— START Recorded information —
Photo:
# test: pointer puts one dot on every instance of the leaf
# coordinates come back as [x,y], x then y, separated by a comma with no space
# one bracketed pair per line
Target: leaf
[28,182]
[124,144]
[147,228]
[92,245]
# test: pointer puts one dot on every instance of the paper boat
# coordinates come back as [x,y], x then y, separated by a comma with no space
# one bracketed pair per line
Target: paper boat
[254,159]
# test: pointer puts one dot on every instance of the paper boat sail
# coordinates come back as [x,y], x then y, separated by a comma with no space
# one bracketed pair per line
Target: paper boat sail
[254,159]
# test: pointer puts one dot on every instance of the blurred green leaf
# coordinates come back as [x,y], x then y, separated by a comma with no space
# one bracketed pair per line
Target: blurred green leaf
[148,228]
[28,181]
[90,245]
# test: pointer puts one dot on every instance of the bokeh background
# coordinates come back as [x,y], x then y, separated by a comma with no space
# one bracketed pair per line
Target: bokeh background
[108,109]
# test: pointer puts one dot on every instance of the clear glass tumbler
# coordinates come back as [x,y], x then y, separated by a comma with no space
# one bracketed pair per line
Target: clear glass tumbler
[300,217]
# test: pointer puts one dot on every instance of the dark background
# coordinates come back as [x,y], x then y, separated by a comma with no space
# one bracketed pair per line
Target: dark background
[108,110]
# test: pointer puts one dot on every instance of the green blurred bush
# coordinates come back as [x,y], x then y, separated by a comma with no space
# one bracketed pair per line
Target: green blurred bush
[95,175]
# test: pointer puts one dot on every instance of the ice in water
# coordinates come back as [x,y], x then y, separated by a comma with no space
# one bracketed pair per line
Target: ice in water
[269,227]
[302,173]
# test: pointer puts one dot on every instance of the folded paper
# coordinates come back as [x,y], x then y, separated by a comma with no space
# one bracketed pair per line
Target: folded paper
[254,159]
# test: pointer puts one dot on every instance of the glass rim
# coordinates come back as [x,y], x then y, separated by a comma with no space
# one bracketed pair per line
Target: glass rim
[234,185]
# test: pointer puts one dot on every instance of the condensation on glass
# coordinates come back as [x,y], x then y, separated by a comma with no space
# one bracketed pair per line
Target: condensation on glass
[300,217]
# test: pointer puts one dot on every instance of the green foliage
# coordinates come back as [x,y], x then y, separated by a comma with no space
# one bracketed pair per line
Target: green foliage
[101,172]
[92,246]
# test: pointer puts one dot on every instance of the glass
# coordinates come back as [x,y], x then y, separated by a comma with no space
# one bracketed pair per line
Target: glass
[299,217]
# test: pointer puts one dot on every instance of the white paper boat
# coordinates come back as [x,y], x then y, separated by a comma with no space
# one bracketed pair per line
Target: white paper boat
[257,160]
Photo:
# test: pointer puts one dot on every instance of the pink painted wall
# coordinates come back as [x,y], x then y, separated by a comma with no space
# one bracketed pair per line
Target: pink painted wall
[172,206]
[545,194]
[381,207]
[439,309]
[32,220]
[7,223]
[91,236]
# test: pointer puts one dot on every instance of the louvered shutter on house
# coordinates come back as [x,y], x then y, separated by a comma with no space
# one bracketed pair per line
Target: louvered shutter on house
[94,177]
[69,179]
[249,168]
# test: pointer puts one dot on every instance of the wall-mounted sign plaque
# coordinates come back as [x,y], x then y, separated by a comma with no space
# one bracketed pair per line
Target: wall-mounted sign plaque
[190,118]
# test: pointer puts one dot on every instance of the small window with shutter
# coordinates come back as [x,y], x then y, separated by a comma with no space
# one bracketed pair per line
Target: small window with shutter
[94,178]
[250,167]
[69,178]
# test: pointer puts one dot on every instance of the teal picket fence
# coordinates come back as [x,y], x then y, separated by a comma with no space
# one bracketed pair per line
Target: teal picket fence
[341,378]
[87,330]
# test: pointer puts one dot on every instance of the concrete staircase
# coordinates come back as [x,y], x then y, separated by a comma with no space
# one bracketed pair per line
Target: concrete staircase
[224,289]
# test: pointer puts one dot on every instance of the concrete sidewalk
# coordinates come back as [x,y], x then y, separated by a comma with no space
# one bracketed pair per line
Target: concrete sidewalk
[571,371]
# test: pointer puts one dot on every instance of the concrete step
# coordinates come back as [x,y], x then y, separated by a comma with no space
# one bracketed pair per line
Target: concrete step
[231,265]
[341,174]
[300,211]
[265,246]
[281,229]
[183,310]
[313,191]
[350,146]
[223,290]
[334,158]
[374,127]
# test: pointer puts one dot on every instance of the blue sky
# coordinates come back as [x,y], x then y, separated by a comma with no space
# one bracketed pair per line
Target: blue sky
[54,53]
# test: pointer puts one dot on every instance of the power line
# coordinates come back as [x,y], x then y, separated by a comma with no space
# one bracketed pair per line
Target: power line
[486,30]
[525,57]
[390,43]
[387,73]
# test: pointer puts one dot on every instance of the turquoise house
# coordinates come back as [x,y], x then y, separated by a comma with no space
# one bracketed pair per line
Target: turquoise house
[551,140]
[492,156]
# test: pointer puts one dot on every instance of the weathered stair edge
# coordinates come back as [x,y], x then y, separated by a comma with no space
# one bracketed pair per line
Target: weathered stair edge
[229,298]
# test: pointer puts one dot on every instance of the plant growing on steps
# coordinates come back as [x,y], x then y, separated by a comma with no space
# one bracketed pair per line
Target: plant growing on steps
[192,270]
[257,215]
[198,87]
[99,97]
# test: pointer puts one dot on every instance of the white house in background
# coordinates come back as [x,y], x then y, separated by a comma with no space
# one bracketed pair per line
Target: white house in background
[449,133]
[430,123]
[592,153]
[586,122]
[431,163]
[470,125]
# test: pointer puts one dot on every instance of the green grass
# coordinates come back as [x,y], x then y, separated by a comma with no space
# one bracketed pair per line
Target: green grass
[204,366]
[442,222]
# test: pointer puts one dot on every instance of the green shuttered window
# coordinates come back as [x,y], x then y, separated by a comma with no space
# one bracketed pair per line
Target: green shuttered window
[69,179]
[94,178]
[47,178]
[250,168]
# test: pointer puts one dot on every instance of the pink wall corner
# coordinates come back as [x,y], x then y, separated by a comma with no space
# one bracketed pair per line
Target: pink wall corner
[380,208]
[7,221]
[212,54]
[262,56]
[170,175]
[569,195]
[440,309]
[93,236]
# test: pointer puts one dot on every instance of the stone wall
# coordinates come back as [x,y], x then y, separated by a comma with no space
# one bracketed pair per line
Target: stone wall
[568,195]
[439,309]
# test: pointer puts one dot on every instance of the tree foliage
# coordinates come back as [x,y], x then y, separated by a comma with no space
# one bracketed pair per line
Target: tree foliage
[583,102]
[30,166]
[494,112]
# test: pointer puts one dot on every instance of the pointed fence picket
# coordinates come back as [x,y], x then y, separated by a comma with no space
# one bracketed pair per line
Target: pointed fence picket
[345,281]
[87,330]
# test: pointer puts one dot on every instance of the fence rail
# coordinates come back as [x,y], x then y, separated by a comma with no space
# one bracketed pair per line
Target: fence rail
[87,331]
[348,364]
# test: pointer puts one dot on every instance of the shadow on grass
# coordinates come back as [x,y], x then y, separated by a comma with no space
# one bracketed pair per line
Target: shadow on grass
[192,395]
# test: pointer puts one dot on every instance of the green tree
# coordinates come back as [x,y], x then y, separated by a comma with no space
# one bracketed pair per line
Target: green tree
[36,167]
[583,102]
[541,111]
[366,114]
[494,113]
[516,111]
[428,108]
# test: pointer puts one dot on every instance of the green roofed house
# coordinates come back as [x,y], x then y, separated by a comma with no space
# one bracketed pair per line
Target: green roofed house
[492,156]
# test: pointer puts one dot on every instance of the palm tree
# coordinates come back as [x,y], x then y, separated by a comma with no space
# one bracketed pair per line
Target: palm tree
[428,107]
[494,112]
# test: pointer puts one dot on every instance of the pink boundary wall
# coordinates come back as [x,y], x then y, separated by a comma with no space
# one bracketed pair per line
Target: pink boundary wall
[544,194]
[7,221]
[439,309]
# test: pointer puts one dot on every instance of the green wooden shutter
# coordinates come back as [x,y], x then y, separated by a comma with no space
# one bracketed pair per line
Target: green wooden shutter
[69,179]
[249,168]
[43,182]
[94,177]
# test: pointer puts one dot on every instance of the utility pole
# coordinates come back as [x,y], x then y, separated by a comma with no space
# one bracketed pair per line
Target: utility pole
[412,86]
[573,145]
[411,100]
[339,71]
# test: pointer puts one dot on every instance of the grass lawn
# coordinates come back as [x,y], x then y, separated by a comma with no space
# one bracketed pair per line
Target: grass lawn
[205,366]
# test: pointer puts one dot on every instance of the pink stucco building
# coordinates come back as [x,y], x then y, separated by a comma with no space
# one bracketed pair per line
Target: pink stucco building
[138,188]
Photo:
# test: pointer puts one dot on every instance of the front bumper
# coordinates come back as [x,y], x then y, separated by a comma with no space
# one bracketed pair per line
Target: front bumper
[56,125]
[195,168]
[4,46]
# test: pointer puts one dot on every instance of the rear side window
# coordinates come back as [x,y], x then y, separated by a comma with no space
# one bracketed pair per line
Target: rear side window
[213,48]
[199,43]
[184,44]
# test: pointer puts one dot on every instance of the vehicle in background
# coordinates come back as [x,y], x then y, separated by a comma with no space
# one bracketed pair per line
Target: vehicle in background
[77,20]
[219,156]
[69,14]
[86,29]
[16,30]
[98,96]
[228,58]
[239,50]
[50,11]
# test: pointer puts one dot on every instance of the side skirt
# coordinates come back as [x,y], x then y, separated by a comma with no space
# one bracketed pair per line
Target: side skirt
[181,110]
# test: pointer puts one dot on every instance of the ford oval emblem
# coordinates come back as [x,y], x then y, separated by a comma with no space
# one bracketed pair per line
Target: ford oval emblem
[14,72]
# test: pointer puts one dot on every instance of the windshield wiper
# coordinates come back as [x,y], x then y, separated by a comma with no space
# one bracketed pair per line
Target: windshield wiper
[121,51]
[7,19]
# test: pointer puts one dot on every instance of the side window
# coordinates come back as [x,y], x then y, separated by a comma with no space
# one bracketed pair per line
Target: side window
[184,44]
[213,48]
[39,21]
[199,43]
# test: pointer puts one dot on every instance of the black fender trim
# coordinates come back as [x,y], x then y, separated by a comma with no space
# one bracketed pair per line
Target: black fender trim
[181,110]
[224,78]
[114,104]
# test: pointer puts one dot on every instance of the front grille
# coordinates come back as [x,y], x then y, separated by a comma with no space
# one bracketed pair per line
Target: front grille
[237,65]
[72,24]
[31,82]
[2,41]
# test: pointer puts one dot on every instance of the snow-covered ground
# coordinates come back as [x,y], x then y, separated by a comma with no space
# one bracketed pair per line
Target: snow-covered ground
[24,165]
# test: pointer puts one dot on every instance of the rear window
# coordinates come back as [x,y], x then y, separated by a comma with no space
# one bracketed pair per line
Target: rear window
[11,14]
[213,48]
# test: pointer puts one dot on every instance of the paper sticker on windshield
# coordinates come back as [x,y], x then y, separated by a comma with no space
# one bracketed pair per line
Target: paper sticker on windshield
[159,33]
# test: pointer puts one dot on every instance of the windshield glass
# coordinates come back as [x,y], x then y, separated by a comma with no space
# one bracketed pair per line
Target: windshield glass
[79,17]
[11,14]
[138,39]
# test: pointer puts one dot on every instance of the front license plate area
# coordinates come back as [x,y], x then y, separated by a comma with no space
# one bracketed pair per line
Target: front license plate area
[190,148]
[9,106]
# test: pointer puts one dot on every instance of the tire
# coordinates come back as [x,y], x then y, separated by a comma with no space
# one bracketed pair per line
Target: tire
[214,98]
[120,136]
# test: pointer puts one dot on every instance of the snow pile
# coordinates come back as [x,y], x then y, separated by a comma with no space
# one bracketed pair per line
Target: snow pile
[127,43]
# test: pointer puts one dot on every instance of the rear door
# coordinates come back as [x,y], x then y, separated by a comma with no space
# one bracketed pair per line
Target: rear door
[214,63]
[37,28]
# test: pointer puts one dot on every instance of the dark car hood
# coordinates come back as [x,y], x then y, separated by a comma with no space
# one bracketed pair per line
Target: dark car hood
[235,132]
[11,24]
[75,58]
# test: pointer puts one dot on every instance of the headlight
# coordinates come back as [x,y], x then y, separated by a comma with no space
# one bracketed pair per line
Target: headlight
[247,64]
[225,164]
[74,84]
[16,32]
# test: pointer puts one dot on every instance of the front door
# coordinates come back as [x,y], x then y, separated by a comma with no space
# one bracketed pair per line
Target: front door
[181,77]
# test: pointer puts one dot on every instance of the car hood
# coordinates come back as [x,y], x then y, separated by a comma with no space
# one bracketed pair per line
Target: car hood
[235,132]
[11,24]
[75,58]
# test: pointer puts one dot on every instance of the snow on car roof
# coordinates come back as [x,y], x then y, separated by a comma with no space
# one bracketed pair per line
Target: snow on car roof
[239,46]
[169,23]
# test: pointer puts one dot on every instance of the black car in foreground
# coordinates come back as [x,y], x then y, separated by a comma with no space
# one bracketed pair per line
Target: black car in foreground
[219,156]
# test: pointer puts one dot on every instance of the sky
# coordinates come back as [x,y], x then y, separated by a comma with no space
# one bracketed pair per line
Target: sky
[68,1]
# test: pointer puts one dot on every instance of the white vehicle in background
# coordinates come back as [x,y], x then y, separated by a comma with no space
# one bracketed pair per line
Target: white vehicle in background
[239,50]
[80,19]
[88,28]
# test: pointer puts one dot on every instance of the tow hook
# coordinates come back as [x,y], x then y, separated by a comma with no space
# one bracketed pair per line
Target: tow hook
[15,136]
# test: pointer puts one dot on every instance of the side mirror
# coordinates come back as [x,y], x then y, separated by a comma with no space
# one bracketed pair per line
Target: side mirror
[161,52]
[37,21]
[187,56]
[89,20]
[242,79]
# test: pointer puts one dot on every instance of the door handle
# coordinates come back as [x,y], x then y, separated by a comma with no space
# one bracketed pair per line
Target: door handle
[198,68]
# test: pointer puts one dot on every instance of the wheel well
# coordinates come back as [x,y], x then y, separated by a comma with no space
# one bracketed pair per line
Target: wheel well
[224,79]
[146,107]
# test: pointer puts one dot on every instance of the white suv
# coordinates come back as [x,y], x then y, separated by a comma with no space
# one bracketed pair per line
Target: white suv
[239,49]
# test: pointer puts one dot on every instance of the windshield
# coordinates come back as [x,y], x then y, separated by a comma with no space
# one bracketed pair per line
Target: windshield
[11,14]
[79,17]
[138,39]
— END Recorded information —
*Prompt*
Copy out the lines starting at the one containing "the wheel well" and ending with the last line of the entries. Include nothing else.

*Exercise response*
# test: pointer puts one dot on every instance of the wheel well
# coordinates come back as [x,y], x then y, separated by a comma with no space
# one bracketed pair per line
Target: wheel well
[224,79]
[146,107]
# test: pointer puts one dot on every instance of the white suv
# coordinates come back as [x,y], x then y, separated by a comma with no space
# one bracketed pair per line
Target: white suv
[239,49]
# test: pointer puts one dot on every instance of the windshield
# coordinates come back as [x,y], x then y, separated by a comma with no space
# one bracketed pair per line
Target: windshield
[11,14]
[79,17]
[138,39]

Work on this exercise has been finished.